| THE PROBLEM |
Retype exactly the lines from the line with "A sample in" to the end of the data, keeping both boundary lines.

| Saved data entries |
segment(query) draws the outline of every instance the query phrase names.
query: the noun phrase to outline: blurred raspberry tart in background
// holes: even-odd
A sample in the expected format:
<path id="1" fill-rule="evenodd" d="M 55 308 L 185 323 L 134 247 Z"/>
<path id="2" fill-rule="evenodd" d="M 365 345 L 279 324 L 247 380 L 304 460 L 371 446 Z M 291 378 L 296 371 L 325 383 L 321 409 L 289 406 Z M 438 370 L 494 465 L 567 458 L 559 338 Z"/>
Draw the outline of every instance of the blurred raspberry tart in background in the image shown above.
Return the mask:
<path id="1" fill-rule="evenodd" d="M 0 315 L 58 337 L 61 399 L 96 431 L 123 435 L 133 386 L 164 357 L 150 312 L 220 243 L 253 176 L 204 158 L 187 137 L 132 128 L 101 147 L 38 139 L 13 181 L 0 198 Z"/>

| SOLVED PROBLEM |
A sample in the expected format:
<path id="1" fill-rule="evenodd" d="M 55 308 L 185 323 L 134 247 Z"/>
<path id="2" fill-rule="evenodd" d="M 365 345 L 279 324 L 247 380 L 304 460 L 371 446 Z M 291 378 L 296 371 L 325 383 L 321 409 L 289 406 Z M 438 370 L 494 465 L 567 458 L 559 338 Z"/>
Draw the outline of every instance of the blurred raspberry tart in background in the image shown above.
Return the mask:
<path id="1" fill-rule="evenodd" d="M 0 315 L 58 337 L 61 399 L 96 431 L 123 435 L 133 386 L 164 357 L 150 312 L 220 243 L 253 176 L 204 158 L 187 137 L 132 128 L 101 147 L 38 139 L 13 181 L 0 198 Z"/>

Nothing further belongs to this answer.